Verilen Metin:

══════

Değersiz gözüken yığın eşyanın arasında mutluluk sarhoşu olabilmeniz dileğiyle :)



















5 Mayıs 2014 Pazartesi

Minicik'im..

       Anne olmuş bir kadına sormuş olsalar ki "En mutlu olduğunuz gün ne zamandı ?" diye. Alınacak cevap standarttır sanırım. Her mutlu gün hatırası Çocuktur bence. "Çocuğumu kucağıma aldığım o andı". Yada "Hamile oldugumu öğrendiğim andı." diyecektir bütün anneler. Çünkü anne olmak bir devrin kapanıp , yeni bir devrin açılması gibi ; hamken pişmek gibi birşey. 
      

     Hani her annenin ağzına dolanmış cümleler vardır ya. 
- Sende evlat sahibi ol o zaman anlarsın beni.
-Sizi de göreceğiz çocuğunuz olduğunda.

    Ne haklıymışsın be anne! Anne olmadan öncesi ve sonrası diye isimlendirilen evreler :) .

══════

Dış hat işaretleme kayıtları

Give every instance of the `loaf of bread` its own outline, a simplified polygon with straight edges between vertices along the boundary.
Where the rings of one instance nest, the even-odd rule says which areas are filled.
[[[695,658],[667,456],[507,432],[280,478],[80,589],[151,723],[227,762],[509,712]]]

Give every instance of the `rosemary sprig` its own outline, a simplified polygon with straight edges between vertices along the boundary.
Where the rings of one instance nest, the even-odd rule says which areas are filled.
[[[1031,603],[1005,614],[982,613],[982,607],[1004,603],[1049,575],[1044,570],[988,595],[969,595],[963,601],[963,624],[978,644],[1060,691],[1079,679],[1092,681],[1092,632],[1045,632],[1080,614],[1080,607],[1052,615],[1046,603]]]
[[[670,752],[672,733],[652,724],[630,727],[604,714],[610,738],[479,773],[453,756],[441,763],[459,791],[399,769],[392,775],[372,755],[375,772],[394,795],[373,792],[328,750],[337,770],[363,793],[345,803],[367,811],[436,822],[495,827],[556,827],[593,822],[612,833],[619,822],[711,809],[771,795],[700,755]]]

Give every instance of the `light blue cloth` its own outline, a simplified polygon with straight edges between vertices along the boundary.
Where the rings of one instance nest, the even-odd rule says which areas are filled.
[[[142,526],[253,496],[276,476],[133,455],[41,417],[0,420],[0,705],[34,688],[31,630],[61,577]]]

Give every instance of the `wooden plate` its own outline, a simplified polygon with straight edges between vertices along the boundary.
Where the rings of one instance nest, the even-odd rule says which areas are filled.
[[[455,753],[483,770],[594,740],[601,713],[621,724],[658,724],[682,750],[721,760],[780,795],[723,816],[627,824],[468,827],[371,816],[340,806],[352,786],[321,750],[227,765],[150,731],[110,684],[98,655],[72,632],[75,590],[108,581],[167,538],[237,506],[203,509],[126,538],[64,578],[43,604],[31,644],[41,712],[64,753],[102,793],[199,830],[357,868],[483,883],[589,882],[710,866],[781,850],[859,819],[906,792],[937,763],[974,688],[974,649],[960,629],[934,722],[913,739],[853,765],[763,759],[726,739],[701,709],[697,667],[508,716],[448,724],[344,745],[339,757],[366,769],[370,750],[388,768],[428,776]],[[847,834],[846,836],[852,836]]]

══════

Yapılacak İş:
Annelik üzerine metindeki “Anne olmuş bir kadına sormuş olsalar ki” diye başlayan paragrafı, ana bilgilerini koruyarak kısa bir madde listesi olarak yeniden yazın. Girdiler, metinden bağımsız ayrı bir malzemedir.

Alıştırma Sonucu:
- Anne olmuş bir kadına en mutlu gününün ne zaman olduğu sorulsa, cevap büyük olasılıkla standarttır.
- Yazara göre her mutlu gün hatırası çocuktur.
- Anneler bu günü, çocuklarını kucaklarına aldıkları ya da hamile olduklarını öğrendikleri an olarak anlatır.
- Anne olmak, bir devrin kapanıp yeni bir devrin açılması, hamken pişmek gibidir.